--- START OF Input data ---

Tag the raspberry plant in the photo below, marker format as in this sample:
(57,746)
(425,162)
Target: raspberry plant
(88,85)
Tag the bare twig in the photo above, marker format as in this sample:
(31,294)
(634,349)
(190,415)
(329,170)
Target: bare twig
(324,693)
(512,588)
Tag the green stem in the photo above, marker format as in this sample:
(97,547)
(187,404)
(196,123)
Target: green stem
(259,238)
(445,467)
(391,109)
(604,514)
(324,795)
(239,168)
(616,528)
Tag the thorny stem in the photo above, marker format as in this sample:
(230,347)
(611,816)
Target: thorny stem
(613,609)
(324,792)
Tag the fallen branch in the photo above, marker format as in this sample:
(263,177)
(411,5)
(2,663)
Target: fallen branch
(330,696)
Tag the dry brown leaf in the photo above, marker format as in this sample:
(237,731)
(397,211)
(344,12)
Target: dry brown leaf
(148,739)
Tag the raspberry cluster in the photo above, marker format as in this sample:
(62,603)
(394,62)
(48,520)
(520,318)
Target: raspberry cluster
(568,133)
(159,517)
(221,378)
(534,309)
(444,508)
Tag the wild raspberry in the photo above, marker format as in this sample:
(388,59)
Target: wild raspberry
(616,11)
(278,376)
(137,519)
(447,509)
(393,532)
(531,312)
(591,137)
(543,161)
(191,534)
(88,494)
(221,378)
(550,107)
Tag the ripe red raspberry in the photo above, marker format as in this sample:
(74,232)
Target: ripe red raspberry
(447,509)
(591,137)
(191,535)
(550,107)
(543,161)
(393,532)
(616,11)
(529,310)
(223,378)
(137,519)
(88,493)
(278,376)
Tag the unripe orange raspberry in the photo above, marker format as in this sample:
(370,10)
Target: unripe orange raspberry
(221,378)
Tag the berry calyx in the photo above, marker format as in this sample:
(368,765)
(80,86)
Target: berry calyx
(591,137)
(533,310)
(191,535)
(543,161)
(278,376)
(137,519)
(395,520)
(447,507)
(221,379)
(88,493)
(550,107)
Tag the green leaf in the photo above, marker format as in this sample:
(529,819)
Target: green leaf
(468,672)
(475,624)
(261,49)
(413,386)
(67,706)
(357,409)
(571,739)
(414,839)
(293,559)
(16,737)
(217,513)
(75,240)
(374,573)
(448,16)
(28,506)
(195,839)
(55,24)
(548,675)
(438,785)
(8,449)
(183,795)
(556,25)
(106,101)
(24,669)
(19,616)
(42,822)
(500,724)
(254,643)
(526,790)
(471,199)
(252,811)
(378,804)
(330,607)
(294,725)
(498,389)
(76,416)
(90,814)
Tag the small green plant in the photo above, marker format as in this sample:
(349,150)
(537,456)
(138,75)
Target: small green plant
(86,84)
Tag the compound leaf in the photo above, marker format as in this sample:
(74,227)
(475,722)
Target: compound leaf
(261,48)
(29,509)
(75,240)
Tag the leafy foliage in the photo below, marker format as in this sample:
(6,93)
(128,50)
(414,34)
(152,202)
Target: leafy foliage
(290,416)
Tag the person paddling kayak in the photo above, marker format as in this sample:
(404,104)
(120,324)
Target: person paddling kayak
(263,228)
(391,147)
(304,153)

--- END OF Input data ---

# [Request]
Recast the lines of the listing as a JSON list of strings, one string per line and blank lines omitted, starting at the line containing "Tag the unripe" and ending at the end of the listing.

# [Result of this exercise]
[
  "Tag the unripe orange raspberry in the photo above, marker format as in this sample:",
  "(370,10)",
  "Target: unripe orange raspberry",
  "(221,378)",
  "Tag the berry calyx in the photo above, marker format as in this sample:",
  "(368,765)",
  "(80,86)",
  "Target: berry calyx",
  "(591,137)",
  "(533,310)",
  "(191,535)",
  "(543,161)",
  "(278,376)",
  "(137,519)",
  "(395,520)",
  "(447,507)",
  "(221,379)",
  "(88,493)",
  "(550,107)",
  "Tag the green leaf in the photo above, marker format as in this sample:",
  "(529,819)",
  "Target: green leaf",
  "(468,672)",
  "(475,624)",
  "(261,49)",
  "(413,386)",
  "(67,706)",
  "(357,409)",
  "(571,739)",
  "(414,839)",
  "(293,559)",
  "(16,737)",
  "(217,513)",
  "(75,240)",
  "(374,573)",
  "(448,16)",
  "(28,506)",
  "(195,839)",
  "(55,24)",
  "(548,675)",
  "(438,785)",
  "(8,449)",
  "(183,795)",
  "(556,25)",
  "(106,101)",
  "(24,669)",
  "(19,616)",
  "(42,822)",
  "(500,724)",
  "(254,643)",
  "(526,790)",
  "(471,199)",
  "(252,811)",
  "(378,804)",
  "(330,607)",
  "(294,725)",
  "(498,389)",
  "(76,416)",
  "(90,814)",
  "Tag the small green plant in the photo above, marker format as in this sample:",
  "(349,150)",
  "(537,456)",
  "(138,75)",
  "Target: small green plant",
  "(86,84)",
  "Tag the compound leaf in the photo above, marker format as in this sample:",
  "(74,227)",
  "(475,722)",
  "Target: compound leaf",
  "(261,48)",
  "(29,509)",
  "(75,240)",
  "Tag the leafy foliage in the photo below, marker format as in this sample:",
  "(6,93)",
  "(128,50)",
  "(414,34)",
  "(152,202)",
  "Target: leafy foliage",
  "(290,416)",
  "Tag the person paddling kayak in the photo above, marker format as in this sample:",
  "(404,104)",
  "(120,324)",
  "Target: person paddling kayak",
  "(263,228)",
  "(391,147)",
  "(304,153)"
]